Each share of Class B common stock is convertible at any time at the option of the holder of Class B common stock into one share of Class A common stock. Upon any transfer of shares of Class B common stock, whether or not for value, each such transferred share will automatically convert into one share of Class A common stock, except for certain transfers described in our Amended and Restated Certificate of Incorporation, including (i) the pledge of shares of Class B common stock that creates a security interest in such shares, so long as the pledging holder continues to exercise voting control over such pledged shares; (ii) the entry into a Rule 10b5-1 trading plan with a broker or other nominee where the holder retains voting control over the shares; (iii) the entry into a support or similar agreement in connection with certain specified events; (iv) the transfer of Class B common stock to an existing holder of Class B common stock; and (v) the transfer of shares of Class B common stock to any trust or other entity for tax and estate planning purposes, so long as a holder of Class B common stock controls the entity. Once transferred and converted into Class A common stock, the Class B common stock may not be reissued.

Further, all of the shares of our Class B common stock will automatically convert into shares of Class A common stock upon the date when our President and Chief Executive Officer, Mr. Patrick O. Zalupski, and permitted transferees of our Class B common stock cease to hold shares of Class B common stock representing, in the aggregate, at least 10% or more of the total number of shares of Class A common stock and Class B common stock issued and outstanding.

Each share of Class A common stock is not convertible into any other shares of our capital stock.

Preferred Stock

Our Board of Directors has the authority, without further action by our stockholders, to issue up to 5,000,000 shares of Preferred Stock in one or more series, to establish from time to time the number of shares to be included in each such series, to fix the rights, preferences and privileges of the shares of each wholly unissued series, and any qualifications, limitations or restrictions thereon, and to increase or decrease the number of shares of any such series, but not below the number of shares of such series then outstanding. 150,000 of the 5,000,000 shares have been designated as “9% Series A Convertible Preferred Stock” as described below.

Our Board of Directors may authorize the issuance of Preferred Stock with voting or conversion rights that could adversely affect the voting power or other rights of the holders of our common stock. The purpose of authorizing our Board of Directors to issue Preferred Stock and determine its rights and preferences is to eliminate delays associated with a stockholder vote on specific issuances. The issuance of Preferred Stock, while providing flexibility in connection with possible acquisitions and other corporate purposes, could, among other things, have the effect of delaying, deferring or preventing a change in control and may adversely affect the market price of our common stock and the voting and other rights of the holders of our common stock. It is not possible to state the actual effect of the issuance of any shares of Preferred Stock on the rights of holders of our common stock until our Board of Directors determines the specific rights attached to such Preferred Stock.

DATA:
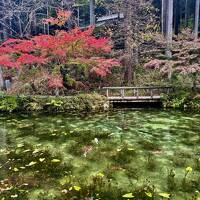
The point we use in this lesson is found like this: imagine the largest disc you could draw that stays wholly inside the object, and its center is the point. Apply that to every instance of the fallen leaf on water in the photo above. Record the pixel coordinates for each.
(149, 194)
(41, 159)
(165, 195)
(36, 151)
(77, 188)
(55, 161)
(188, 169)
(32, 163)
(20, 145)
(128, 195)
(15, 169)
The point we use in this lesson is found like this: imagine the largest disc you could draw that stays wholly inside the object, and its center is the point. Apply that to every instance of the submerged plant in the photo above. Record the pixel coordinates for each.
(151, 163)
(171, 180)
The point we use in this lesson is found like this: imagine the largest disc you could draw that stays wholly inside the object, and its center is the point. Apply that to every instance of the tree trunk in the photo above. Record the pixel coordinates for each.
(131, 27)
(5, 31)
(186, 13)
(164, 18)
(1, 79)
(196, 26)
(177, 17)
(169, 27)
(92, 12)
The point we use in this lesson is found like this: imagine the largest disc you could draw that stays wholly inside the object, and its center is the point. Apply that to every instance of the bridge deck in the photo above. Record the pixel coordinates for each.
(135, 99)
(136, 94)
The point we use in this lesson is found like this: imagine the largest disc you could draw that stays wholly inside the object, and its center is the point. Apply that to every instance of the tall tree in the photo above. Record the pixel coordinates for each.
(92, 12)
(196, 27)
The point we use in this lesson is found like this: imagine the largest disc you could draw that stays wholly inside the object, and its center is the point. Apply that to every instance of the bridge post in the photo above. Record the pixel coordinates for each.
(151, 92)
(122, 93)
(107, 92)
(92, 12)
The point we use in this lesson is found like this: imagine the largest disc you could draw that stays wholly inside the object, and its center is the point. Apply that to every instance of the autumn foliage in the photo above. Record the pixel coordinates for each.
(75, 50)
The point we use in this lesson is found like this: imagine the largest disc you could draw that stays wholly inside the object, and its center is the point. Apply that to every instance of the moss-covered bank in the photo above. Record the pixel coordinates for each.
(184, 99)
(82, 102)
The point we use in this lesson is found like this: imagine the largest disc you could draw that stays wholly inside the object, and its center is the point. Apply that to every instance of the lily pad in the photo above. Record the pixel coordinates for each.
(128, 195)
(164, 195)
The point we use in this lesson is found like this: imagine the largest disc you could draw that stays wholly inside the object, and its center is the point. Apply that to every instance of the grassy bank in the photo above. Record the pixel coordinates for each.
(82, 102)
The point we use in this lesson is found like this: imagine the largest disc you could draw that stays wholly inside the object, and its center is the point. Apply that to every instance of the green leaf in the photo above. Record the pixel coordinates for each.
(77, 188)
(165, 195)
(20, 145)
(188, 169)
(41, 159)
(32, 163)
(55, 161)
(149, 194)
(128, 195)
(15, 169)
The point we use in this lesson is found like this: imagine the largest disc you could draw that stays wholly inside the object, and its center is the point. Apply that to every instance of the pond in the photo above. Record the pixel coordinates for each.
(123, 154)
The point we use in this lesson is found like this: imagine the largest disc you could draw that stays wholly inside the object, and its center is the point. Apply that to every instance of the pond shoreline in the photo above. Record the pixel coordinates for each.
(86, 103)
(53, 104)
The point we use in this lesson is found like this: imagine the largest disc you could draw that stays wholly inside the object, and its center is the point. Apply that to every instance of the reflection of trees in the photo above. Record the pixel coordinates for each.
(3, 145)
(2, 138)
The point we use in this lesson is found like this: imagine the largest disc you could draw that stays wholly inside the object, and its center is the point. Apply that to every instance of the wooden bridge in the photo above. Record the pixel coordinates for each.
(136, 94)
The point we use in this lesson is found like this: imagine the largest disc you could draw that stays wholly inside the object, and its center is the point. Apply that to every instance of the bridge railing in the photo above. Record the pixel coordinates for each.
(136, 92)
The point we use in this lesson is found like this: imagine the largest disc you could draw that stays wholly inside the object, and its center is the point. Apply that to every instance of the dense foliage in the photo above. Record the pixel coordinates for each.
(55, 61)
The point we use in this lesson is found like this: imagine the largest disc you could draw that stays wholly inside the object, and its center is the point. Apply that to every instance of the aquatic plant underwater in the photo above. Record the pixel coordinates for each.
(117, 155)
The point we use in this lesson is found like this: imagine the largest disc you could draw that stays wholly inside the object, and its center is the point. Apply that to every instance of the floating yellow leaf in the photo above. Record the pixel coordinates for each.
(36, 151)
(15, 169)
(55, 161)
(149, 194)
(41, 159)
(188, 169)
(128, 195)
(77, 188)
(100, 175)
(14, 196)
(32, 163)
(20, 145)
(165, 195)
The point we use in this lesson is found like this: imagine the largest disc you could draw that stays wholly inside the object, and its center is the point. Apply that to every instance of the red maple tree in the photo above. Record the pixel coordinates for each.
(74, 50)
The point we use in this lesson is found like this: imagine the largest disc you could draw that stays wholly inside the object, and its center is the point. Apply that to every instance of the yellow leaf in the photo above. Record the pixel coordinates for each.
(188, 169)
(32, 163)
(77, 188)
(15, 169)
(100, 175)
(128, 195)
(149, 194)
(55, 161)
(20, 145)
(165, 195)
(41, 159)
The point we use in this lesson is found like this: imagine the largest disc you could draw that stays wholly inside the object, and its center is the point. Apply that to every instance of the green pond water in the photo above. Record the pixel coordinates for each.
(123, 154)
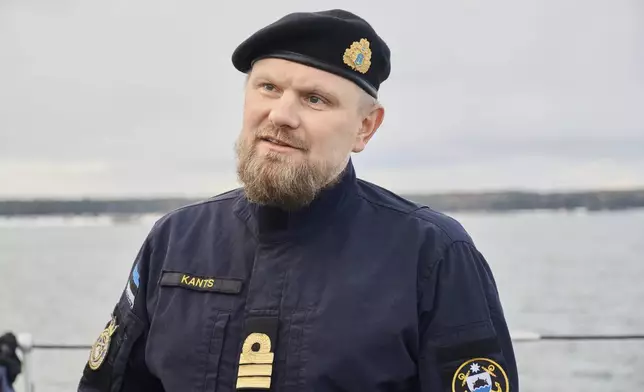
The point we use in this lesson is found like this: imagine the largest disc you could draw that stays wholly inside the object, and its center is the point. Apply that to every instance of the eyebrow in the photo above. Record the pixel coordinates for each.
(307, 88)
(319, 90)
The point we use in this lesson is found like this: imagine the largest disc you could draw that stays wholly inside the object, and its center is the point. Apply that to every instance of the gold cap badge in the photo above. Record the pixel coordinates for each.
(358, 56)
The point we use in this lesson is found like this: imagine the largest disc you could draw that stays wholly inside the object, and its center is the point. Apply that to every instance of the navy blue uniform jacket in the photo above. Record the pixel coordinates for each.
(361, 291)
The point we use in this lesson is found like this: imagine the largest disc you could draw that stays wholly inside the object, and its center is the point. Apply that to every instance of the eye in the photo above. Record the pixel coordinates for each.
(315, 100)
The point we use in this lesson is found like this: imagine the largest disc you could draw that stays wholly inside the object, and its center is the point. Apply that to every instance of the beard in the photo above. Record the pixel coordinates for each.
(277, 179)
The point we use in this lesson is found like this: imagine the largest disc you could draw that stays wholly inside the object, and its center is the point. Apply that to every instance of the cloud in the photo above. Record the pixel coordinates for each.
(497, 94)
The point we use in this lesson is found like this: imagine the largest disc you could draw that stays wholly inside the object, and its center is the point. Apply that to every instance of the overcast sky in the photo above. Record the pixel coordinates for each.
(123, 98)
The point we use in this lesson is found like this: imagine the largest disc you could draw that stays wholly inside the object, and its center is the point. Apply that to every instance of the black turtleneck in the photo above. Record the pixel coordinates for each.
(269, 222)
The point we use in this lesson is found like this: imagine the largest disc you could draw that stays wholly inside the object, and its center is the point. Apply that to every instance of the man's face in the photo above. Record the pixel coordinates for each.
(300, 125)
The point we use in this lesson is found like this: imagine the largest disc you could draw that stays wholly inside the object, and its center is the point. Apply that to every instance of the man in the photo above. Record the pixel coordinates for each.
(307, 278)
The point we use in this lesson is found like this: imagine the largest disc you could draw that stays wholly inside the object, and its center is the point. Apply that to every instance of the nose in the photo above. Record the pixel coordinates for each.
(284, 112)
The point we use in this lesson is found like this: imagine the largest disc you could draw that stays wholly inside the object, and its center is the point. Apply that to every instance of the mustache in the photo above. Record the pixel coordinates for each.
(281, 135)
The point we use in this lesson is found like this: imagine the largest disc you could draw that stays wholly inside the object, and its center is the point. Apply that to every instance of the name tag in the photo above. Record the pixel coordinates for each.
(201, 283)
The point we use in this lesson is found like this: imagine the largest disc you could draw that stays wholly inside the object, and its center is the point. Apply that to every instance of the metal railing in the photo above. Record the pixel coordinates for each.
(27, 345)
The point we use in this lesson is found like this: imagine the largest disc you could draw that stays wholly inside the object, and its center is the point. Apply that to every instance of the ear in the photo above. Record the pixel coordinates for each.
(370, 125)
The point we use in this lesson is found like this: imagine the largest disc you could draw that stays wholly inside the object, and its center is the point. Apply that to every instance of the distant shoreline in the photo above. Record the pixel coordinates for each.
(453, 202)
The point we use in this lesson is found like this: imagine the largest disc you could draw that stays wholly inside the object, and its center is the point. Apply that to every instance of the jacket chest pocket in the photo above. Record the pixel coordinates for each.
(189, 333)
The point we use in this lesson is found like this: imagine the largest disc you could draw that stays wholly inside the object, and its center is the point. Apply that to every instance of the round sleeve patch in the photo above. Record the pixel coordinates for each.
(480, 375)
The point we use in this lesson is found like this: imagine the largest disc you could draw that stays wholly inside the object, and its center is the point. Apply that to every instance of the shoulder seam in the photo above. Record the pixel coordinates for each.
(411, 213)
(432, 266)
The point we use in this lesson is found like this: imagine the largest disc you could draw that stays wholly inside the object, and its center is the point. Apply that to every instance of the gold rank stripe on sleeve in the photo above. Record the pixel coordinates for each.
(201, 283)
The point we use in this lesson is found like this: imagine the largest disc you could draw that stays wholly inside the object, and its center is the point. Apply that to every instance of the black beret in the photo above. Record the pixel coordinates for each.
(335, 41)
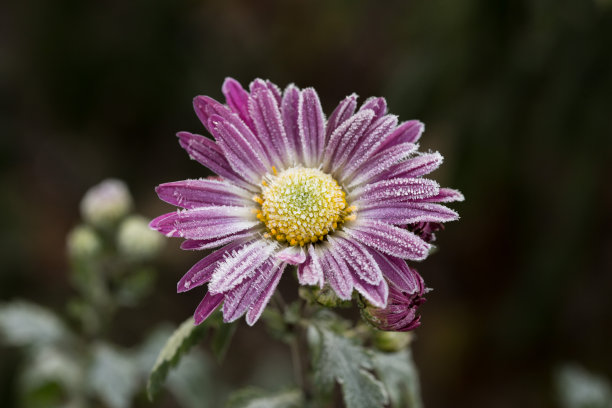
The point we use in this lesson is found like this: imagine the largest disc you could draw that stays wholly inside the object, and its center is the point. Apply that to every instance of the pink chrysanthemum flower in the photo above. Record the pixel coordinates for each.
(331, 196)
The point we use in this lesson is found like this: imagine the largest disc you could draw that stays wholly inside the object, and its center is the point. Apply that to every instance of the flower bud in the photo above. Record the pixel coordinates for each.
(83, 242)
(391, 341)
(106, 203)
(405, 296)
(136, 240)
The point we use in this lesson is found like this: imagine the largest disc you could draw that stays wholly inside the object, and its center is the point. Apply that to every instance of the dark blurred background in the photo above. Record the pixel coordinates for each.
(517, 95)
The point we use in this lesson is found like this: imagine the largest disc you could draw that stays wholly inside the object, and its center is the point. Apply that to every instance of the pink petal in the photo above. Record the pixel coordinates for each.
(198, 245)
(203, 193)
(337, 273)
(402, 213)
(389, 239)
(344, 139)
(375, 294)
(289, 112)
(395, 190)
(343, 111)
(238, 100)
(244, 153)
(381, 162)
(376, 104)
(407, 132)
(209, 154)
(399, 273)
(311, 122)
(311, 271)
(445, 195)
(292, 255)
(202, 271)
(240, 265)
(265, 111)
(257, 307)
(369, 142)
(358, 259)
(206, 307)
(204, 223)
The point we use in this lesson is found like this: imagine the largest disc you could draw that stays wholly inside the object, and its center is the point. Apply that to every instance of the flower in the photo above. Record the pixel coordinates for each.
(106, 203)
(330, 196)
(406, 292)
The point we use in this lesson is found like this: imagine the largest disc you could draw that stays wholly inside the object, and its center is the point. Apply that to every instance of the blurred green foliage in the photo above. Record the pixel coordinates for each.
(515, 94)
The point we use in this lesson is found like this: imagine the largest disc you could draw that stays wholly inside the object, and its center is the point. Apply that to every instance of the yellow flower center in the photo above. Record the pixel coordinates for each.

WRITTEN TASKS:
**1.** Gather every line in the entries that contains the string "shoreline".
**2.** Pick up the capital stock passage above after its last sentence and extend it.

ANSWERS BELOW:
**1.**
The point we use in this lesson is found like this: imagine the largest disc you could draw that stays wholly inside the object, and its center is the point. Apply that to every instance of the pond shoreline in the photo above. Record the pixel coordinates for each.
The point we use in this lesson is found like this: imagine the largest disc you could draw that stays wholly inside the object, and its center is the point. Apply that to every instance of the distant shoreline in the photo above. Record the pixel coordinates for each.

**2.**
9% Series A Convertible Preferred Stock

On September 29, 2021, we issued and sold to the selling stockholders 150,000 shares of newly-created Series A Convertible Preferred Stock with an initial liquidation preference of $1,000 per share and a par value $0.01 per share, for an aggregate purchase price of $150 million.  Pursuant to the Certificate of Designations, the convertible preferred stock ranks senior to our Class A and B common stock with respect to dividends and distributions on liquidation, winding-up and dissolution. Upon our liquidation, dissolution or winding up, each share of convertible preferred stock will be entitled to receive the initial liquidation preference of $1,000 per share, subject to adjustment, plus all accrued and unpaid dividends thereon.  In addition, the convertible preferred stock has the following terms:


Cumulative Dividends: The convertible preferred stock accumulates cumulative dividends at a rate per annum equal to 9.00% payable quarterly in arrears.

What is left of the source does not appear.